▸ **EXCERPTED RECORDS**:
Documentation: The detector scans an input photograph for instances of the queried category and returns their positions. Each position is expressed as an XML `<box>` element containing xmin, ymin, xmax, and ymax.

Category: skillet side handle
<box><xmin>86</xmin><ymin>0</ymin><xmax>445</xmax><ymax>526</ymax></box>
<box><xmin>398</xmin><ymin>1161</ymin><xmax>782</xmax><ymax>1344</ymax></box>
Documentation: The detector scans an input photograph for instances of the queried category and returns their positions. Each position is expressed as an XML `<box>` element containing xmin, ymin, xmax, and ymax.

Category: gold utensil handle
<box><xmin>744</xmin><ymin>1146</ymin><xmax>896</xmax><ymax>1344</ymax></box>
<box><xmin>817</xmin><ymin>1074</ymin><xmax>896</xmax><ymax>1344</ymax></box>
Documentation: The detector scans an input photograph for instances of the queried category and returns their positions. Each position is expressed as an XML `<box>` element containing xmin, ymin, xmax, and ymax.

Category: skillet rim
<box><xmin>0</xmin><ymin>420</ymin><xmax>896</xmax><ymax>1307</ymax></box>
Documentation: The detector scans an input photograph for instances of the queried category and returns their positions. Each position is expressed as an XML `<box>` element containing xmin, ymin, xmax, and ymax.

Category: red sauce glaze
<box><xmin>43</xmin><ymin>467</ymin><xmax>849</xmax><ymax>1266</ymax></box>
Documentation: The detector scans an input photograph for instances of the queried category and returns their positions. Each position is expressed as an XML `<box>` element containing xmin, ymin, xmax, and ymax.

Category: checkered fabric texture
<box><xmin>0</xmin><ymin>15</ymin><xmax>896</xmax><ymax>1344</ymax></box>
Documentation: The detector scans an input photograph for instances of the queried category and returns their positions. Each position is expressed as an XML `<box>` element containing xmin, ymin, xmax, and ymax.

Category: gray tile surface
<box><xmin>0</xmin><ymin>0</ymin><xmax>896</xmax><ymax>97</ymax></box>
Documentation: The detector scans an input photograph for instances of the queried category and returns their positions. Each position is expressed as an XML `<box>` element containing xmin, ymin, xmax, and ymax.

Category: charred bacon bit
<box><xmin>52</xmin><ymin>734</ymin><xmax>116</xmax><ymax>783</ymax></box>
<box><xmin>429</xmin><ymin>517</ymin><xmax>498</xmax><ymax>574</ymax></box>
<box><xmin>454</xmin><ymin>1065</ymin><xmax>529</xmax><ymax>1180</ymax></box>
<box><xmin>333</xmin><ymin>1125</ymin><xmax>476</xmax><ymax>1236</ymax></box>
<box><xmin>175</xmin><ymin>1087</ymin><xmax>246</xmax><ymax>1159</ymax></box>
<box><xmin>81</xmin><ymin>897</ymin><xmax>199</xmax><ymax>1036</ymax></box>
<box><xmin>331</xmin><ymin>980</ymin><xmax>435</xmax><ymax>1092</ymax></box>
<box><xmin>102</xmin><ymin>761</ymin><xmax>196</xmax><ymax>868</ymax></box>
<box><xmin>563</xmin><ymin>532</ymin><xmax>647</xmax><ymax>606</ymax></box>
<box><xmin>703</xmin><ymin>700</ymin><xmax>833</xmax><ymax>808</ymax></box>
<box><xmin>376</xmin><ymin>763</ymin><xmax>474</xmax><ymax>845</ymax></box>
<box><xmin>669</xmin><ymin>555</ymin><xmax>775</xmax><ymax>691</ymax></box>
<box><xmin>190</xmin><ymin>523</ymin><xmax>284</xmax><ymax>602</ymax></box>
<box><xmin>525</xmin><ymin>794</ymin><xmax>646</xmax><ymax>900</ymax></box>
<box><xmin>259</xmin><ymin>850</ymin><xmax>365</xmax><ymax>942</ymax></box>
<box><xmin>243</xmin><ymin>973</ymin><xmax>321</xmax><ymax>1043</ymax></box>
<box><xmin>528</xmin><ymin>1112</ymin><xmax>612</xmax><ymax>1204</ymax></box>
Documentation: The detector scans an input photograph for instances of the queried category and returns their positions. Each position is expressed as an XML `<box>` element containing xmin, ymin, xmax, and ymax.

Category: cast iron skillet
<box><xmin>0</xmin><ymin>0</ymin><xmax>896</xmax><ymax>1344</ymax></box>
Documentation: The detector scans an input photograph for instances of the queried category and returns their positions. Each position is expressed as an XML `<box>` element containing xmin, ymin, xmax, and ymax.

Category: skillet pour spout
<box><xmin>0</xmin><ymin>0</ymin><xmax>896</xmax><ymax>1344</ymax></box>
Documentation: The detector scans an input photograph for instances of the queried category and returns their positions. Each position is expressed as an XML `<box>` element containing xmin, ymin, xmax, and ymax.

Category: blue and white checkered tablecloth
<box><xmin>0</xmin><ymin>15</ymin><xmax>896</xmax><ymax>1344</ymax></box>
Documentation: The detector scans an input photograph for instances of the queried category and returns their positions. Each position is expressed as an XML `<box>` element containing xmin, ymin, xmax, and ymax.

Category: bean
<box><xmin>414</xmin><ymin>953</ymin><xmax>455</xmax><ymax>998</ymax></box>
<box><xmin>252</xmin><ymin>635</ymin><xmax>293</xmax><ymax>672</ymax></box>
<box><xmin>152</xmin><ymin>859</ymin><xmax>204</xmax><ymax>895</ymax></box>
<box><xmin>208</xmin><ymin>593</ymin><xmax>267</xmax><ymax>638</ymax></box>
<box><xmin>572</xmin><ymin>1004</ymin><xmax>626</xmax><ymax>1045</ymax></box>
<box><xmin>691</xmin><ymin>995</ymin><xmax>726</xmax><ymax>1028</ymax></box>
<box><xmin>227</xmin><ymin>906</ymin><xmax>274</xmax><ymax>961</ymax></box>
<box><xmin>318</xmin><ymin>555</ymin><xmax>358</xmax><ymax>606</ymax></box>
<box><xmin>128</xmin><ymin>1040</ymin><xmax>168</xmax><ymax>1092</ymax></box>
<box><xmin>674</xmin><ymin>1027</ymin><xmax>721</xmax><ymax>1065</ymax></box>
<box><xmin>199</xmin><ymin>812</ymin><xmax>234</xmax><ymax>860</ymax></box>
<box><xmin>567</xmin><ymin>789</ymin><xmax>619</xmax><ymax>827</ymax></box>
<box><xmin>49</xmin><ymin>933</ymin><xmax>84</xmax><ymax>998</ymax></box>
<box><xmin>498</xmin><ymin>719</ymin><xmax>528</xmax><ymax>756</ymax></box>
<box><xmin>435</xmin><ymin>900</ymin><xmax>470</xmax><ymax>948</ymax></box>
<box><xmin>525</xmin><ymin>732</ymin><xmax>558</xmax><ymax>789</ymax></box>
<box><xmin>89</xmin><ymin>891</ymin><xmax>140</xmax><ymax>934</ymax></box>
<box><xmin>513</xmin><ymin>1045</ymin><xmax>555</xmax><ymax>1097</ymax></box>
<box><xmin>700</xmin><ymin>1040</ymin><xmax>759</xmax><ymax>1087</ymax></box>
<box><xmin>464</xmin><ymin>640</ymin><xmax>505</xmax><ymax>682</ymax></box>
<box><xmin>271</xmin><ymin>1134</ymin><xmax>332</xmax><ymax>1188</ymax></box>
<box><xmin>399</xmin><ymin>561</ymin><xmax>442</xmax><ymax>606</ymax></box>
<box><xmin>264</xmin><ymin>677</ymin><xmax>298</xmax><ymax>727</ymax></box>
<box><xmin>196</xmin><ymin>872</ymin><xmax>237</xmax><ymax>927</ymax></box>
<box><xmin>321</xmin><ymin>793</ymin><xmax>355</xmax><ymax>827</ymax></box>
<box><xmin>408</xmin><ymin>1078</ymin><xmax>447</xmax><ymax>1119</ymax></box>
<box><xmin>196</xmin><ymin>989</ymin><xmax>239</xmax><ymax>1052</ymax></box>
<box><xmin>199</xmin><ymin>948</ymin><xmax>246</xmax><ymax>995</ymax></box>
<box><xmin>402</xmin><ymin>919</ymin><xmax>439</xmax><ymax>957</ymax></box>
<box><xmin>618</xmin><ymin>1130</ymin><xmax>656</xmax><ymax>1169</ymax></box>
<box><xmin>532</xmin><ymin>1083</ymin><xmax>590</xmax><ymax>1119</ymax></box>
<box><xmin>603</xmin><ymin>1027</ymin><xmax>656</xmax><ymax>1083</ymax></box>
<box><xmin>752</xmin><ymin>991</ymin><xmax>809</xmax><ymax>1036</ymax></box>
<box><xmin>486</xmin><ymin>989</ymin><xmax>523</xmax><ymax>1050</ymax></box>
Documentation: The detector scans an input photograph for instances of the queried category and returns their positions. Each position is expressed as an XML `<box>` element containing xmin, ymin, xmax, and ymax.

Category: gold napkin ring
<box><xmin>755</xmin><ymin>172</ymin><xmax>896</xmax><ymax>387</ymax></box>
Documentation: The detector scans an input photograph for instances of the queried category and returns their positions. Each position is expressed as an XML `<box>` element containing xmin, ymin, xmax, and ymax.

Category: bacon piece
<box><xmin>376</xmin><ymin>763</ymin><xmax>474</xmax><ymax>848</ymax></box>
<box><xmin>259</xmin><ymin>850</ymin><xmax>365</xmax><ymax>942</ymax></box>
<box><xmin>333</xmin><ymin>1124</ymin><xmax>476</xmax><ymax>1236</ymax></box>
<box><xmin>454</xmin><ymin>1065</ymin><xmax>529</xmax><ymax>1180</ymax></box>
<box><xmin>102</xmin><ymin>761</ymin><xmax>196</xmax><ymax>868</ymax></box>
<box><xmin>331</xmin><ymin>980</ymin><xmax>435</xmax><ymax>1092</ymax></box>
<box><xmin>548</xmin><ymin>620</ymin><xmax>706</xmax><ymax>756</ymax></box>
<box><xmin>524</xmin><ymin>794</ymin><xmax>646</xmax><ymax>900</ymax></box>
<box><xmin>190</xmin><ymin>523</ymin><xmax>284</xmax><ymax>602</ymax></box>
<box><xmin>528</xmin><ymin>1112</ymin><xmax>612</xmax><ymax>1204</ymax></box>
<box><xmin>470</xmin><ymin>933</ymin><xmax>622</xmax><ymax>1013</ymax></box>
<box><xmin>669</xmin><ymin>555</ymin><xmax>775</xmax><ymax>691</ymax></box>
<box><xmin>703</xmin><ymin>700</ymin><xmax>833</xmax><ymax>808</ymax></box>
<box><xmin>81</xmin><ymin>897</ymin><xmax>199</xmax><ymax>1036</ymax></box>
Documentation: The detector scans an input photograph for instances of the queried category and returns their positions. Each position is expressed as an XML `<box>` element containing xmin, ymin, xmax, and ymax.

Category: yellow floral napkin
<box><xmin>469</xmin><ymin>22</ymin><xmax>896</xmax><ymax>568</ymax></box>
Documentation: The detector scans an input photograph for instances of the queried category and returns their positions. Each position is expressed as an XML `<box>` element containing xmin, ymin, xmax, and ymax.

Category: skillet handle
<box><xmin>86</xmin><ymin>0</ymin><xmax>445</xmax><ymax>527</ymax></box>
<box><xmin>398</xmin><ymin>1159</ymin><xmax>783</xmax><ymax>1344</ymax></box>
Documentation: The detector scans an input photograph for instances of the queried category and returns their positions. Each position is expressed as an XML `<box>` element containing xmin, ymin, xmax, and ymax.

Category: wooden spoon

▸ **DIRECTIONS FOR THIS TASK**: Find every line in the records above that contains the string "checkered", and copy each of those lines in full. Case counts.

▸ **SOLUTION**:
Category: checkered fabric texture
Category: blue and white checkered tablecloth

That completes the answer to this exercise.